(Records)
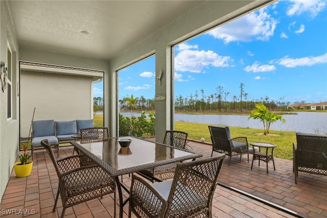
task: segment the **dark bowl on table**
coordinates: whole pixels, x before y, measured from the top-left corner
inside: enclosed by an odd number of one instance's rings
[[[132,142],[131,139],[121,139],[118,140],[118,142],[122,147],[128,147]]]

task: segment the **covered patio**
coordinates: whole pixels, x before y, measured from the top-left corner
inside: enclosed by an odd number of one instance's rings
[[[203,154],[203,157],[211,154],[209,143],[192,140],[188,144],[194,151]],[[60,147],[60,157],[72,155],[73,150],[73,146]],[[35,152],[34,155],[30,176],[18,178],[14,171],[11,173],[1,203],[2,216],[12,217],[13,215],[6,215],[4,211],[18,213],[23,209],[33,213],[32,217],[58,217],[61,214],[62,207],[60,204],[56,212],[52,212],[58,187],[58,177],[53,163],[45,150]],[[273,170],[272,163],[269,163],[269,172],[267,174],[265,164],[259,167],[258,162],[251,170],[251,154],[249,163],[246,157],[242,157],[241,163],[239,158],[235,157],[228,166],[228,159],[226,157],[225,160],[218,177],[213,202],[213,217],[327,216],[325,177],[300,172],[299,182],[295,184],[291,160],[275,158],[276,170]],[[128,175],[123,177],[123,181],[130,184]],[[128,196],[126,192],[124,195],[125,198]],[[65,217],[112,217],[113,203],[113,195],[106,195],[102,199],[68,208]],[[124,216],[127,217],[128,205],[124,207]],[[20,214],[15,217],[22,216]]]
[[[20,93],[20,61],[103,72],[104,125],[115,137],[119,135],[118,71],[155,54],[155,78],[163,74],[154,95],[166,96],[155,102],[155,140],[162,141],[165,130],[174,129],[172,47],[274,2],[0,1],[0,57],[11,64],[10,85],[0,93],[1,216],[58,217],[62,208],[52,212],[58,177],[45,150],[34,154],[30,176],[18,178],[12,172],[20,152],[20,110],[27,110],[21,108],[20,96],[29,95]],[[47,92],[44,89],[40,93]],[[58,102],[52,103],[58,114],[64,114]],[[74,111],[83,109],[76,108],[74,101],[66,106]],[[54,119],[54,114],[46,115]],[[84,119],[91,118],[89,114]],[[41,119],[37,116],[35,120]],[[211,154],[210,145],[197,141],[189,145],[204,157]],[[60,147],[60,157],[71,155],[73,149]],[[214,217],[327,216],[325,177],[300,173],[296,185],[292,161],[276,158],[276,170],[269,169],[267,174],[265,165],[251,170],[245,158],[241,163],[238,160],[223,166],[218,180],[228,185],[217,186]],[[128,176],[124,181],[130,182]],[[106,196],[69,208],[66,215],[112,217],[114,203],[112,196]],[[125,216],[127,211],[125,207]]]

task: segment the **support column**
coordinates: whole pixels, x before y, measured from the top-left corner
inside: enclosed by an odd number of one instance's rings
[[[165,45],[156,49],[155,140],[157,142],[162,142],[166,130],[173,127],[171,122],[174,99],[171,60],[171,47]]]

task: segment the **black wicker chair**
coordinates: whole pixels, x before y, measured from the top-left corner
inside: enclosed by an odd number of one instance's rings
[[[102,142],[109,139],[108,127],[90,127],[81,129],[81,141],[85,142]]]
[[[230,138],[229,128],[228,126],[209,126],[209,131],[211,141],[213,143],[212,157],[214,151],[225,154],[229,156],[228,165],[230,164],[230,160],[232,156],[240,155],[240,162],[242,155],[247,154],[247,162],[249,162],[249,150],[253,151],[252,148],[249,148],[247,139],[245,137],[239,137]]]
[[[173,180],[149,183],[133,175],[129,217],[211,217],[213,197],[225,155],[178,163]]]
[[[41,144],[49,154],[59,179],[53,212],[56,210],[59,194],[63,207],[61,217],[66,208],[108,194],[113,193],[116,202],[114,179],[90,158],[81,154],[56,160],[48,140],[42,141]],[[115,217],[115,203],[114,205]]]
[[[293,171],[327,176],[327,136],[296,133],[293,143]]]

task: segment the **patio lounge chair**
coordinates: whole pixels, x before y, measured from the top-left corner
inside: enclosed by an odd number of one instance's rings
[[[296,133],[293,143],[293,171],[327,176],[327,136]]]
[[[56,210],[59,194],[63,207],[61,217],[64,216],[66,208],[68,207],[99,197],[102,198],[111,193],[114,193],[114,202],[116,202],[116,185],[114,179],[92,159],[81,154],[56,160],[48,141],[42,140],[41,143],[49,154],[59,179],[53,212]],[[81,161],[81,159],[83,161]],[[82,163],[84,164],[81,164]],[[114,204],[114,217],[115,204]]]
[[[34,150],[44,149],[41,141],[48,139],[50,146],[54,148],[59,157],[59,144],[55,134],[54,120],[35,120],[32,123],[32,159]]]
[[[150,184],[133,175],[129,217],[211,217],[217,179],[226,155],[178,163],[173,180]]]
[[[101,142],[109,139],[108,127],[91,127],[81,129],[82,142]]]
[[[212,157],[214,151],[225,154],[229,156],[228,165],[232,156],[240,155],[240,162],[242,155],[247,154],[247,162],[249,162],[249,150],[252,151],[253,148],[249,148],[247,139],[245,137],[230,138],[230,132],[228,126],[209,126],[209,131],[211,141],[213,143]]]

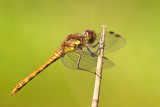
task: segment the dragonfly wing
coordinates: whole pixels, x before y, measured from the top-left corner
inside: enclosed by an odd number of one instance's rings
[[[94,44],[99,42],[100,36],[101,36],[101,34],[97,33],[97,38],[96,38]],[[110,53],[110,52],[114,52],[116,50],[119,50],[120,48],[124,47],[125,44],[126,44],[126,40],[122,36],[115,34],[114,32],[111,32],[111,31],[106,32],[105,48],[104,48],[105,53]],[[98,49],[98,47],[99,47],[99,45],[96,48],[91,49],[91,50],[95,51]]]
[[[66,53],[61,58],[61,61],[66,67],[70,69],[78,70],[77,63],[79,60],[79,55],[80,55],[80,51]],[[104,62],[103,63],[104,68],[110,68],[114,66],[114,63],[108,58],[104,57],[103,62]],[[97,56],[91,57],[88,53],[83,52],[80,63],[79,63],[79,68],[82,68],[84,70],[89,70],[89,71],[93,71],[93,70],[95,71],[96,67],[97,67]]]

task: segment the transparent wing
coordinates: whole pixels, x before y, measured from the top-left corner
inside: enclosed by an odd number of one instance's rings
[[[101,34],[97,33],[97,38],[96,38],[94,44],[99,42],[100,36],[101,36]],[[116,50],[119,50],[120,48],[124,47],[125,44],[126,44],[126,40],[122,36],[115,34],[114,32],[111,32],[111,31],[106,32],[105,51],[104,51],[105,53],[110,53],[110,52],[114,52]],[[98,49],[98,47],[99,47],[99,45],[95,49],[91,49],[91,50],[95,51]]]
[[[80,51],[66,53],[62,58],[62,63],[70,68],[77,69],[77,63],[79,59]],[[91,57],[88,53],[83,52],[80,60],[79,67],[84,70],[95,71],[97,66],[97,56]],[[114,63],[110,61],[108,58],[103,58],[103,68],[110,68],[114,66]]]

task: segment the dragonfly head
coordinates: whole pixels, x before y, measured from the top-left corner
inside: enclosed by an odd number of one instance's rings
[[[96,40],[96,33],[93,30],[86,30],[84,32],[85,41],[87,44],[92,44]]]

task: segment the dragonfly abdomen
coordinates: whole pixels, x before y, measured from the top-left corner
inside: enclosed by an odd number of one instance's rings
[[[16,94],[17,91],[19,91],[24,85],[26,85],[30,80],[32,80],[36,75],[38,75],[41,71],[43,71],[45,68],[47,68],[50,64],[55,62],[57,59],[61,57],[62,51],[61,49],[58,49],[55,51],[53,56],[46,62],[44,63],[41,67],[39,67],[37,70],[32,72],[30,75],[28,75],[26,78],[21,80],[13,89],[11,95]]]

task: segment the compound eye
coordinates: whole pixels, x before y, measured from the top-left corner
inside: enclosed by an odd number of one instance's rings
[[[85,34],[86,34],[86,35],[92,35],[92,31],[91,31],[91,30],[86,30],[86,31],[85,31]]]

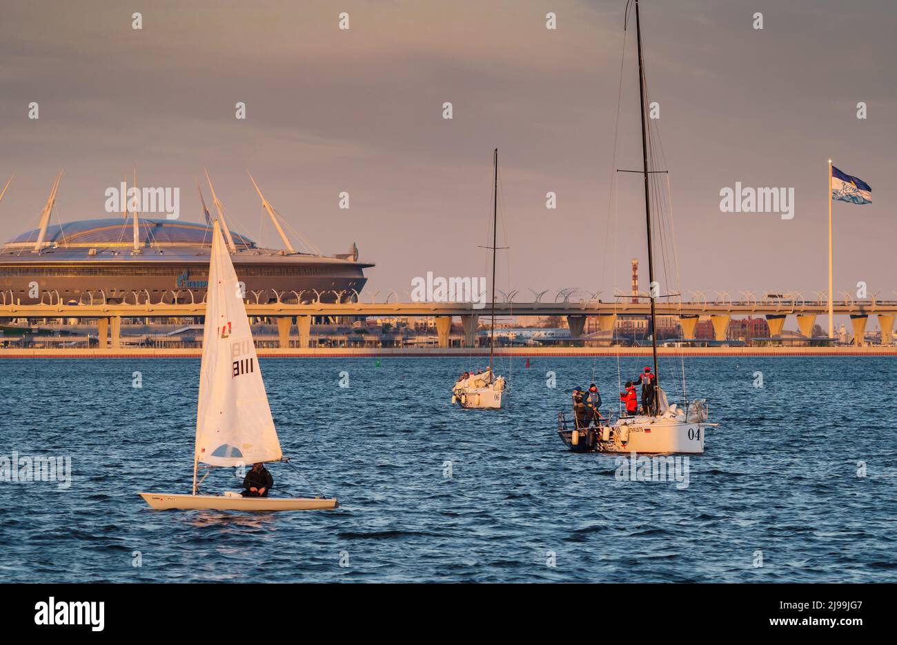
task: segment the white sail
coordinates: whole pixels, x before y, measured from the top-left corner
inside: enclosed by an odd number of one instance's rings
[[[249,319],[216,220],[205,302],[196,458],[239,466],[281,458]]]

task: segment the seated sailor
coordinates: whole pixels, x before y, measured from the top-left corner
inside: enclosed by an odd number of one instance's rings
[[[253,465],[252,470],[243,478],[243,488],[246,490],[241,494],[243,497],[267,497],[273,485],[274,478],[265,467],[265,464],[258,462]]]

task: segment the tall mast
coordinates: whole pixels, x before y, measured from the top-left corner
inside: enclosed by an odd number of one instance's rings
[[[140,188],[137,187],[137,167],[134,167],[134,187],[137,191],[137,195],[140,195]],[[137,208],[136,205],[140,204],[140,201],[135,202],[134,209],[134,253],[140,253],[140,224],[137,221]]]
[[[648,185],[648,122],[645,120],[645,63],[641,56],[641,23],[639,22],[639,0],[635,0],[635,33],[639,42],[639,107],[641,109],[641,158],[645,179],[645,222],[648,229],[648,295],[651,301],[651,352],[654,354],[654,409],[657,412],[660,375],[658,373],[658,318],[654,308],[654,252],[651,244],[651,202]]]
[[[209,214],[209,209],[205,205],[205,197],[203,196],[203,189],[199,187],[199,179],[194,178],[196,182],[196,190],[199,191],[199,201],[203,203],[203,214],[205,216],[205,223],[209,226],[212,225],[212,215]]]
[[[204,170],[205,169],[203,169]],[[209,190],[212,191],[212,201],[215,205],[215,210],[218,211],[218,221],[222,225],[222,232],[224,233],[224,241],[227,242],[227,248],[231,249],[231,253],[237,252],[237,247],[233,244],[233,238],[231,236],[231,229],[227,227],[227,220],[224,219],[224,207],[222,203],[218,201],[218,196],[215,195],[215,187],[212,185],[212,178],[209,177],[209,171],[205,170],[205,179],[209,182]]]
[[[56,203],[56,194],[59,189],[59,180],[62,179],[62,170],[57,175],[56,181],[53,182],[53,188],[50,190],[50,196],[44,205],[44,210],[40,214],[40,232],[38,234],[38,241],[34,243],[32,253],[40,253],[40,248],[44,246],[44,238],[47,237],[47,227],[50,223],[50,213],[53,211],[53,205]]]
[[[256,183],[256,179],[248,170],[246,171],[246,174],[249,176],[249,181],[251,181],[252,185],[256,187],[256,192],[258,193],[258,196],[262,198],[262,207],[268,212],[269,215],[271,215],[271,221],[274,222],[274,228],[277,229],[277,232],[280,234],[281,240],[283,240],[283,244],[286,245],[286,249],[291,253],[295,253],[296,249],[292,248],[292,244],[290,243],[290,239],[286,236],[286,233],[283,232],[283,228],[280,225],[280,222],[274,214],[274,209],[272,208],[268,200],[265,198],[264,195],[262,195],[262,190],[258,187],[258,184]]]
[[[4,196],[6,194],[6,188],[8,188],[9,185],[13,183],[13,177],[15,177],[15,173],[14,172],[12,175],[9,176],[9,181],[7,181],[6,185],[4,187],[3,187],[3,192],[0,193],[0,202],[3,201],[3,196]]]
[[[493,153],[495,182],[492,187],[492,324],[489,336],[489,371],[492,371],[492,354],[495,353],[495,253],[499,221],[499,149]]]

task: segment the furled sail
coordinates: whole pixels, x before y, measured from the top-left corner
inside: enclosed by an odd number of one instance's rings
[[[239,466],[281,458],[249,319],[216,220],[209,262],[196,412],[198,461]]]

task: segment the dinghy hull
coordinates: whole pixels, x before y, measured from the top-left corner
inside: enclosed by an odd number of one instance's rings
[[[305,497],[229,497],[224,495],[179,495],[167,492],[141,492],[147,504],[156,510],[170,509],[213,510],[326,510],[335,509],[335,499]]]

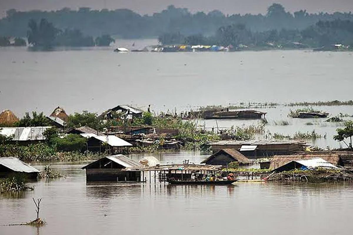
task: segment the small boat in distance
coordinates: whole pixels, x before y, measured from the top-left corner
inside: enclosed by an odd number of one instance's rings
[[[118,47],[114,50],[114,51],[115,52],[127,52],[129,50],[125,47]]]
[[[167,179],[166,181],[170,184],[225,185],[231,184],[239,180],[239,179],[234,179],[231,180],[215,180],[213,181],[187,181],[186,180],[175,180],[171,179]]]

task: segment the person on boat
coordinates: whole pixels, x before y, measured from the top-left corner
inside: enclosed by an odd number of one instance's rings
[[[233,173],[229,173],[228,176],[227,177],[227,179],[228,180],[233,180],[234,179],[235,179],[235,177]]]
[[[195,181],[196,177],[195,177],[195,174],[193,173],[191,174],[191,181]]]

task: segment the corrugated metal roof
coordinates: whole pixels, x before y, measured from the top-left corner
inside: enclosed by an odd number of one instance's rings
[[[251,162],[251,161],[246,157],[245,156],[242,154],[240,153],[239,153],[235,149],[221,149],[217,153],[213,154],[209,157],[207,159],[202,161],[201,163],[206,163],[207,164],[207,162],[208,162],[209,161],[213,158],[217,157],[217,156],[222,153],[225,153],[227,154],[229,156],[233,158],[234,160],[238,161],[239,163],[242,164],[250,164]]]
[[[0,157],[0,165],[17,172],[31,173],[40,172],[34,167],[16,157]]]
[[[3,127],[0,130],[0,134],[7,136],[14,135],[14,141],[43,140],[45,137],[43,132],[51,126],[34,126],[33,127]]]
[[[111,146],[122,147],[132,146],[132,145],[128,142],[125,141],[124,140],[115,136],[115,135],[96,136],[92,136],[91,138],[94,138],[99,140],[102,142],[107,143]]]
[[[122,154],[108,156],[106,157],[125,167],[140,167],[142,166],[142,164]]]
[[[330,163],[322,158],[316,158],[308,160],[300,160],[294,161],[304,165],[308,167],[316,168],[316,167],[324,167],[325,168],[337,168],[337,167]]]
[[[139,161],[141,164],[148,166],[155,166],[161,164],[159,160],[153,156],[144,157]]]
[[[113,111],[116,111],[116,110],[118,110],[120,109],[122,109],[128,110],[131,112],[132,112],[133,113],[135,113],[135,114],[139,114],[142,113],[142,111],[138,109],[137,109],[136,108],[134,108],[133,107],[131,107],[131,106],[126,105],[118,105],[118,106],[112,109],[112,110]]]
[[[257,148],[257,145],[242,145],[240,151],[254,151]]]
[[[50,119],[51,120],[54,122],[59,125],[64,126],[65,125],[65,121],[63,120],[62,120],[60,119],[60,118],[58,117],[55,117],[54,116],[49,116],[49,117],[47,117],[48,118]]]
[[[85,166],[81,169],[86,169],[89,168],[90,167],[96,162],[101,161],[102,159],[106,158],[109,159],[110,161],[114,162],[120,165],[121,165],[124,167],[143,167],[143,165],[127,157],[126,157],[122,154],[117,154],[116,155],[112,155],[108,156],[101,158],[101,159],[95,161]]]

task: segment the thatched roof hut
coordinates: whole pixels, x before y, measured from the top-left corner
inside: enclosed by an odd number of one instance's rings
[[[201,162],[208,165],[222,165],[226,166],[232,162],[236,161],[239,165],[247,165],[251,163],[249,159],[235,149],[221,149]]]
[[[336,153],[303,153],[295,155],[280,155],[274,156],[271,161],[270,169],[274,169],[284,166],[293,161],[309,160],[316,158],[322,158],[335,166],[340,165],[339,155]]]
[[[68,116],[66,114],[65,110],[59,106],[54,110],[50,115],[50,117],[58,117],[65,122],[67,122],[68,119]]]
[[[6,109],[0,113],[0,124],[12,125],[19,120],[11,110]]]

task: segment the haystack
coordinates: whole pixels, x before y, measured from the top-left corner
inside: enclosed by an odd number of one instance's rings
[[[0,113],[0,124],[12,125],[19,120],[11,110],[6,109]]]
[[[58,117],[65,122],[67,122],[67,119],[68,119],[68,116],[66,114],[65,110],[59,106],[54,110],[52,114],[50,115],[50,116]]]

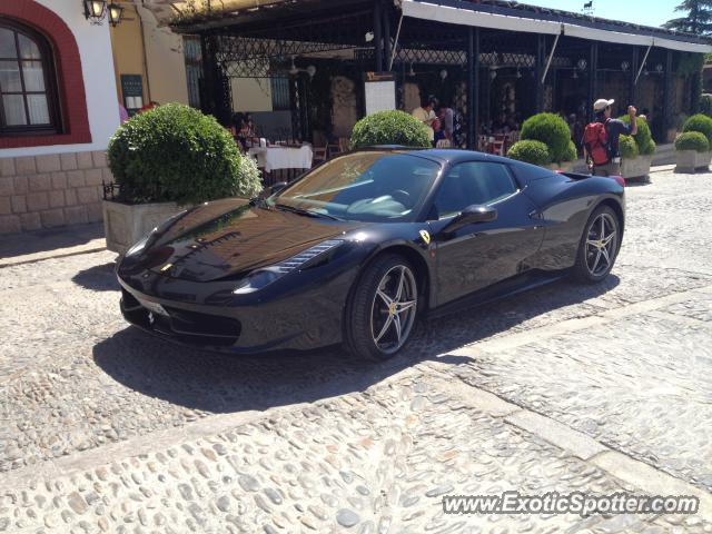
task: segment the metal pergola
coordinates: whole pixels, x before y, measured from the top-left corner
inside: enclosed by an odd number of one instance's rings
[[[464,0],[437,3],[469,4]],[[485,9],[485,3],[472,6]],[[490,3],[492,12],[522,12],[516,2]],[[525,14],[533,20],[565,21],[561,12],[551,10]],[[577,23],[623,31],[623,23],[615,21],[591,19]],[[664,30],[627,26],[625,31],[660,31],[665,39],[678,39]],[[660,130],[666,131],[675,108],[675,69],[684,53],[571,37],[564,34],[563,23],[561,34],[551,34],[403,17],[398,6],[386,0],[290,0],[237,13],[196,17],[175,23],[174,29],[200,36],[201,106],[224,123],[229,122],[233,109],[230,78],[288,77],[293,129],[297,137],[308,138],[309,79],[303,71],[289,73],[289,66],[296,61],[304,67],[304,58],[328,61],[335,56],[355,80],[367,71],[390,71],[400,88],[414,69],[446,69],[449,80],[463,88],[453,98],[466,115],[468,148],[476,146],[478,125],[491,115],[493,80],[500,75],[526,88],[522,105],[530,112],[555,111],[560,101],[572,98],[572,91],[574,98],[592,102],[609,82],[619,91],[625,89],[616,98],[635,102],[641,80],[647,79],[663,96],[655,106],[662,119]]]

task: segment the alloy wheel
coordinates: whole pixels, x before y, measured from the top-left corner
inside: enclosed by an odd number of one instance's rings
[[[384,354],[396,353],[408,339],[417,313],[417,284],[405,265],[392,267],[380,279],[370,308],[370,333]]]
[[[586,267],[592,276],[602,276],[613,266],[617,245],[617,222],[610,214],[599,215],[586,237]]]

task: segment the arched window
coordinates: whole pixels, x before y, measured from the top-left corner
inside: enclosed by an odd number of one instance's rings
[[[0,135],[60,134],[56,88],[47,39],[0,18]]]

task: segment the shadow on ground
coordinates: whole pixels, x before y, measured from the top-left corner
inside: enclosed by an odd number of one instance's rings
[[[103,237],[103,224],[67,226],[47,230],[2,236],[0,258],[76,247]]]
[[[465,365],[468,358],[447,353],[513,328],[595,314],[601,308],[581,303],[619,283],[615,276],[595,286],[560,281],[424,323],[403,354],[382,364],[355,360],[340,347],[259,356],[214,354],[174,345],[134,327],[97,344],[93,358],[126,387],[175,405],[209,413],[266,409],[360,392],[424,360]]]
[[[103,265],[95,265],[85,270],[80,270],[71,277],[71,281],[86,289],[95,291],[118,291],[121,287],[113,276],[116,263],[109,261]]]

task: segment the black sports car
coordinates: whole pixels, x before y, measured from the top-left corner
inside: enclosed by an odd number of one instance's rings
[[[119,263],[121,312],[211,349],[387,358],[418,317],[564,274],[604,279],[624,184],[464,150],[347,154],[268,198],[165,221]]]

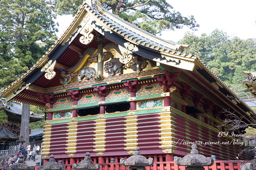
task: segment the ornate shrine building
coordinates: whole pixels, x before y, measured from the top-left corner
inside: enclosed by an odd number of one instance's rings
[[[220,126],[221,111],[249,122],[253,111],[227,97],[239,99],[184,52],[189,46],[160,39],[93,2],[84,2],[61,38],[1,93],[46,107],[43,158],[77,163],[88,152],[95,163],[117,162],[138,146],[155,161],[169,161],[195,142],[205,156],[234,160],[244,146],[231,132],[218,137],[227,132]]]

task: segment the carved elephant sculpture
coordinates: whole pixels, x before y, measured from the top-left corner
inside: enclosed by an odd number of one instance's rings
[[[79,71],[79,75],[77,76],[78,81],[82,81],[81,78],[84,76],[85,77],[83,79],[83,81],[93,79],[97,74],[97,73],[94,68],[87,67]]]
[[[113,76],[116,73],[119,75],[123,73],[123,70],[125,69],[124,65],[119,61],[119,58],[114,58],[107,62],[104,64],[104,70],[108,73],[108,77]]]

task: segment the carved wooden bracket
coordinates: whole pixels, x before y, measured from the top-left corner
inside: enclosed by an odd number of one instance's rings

## Problem statement:
Pick out every line of the material that contains the word "boat", copying each one in full. Case counts.

## Solution:
task: segment the small boat in distance
task: segment the person on boat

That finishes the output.